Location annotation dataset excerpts
====
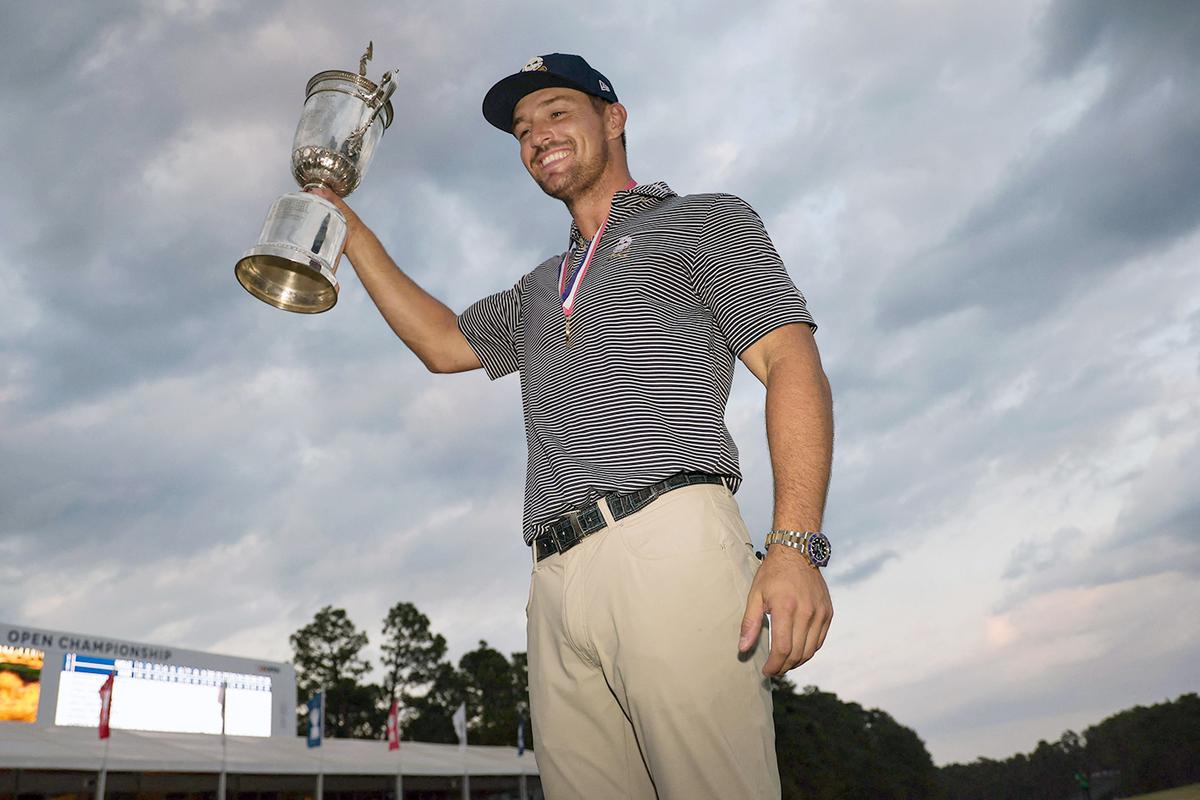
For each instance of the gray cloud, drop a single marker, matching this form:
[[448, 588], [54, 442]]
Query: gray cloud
[[993, 212]]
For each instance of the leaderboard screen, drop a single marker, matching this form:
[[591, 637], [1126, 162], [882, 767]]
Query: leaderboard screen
[[149, 696], [21, 683]]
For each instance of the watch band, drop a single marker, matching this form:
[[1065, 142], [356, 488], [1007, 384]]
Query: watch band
[[813, 543]]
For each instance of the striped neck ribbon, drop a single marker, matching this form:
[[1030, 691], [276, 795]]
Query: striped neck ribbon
[[569, 284]]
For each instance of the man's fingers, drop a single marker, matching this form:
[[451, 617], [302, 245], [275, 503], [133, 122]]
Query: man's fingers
[[781, 630], [751, 621]]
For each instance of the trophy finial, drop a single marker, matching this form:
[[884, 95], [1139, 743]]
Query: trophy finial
====
### TO DO
Can you retype every entry above word for word, leaving out the pictures?

### ANSWER
For each instance of the gray cloud, drop a single marker, matching this form:
[[448, 588], [54, 442]]
Query: gray cloud
[[993, 212]]
For each instance of the leaderboard screen, drop a single marker, matching this form:
[[591, 637], [1126, 162], [882, 767]]
Query: leaderboard screen
[[149, 696], [21, 683]]
For each instance of the watch band, drop a single marker, matching this form:
[[1065, 142], [356, 488], [1007, 384]]
Query: watch band
[[813, 543]]
For each instance of the striped neck ribbon, drop a single marker, matching this form:
[[1030, 691], [276, 795]]
Query: striped neck ribbon
[[569, 284]]
For each instance of the man's fingers, drop a single marker, matching this form:
[[451, 617], [302, 245], [275, 503], [133, 122]]
Query: man's fingers
[[781, 630], [751, 621]]
For each instance of the trophy finial, drop a single marker, matching this form:
[[884, 95], [1139, 743]]
Query: trophy finial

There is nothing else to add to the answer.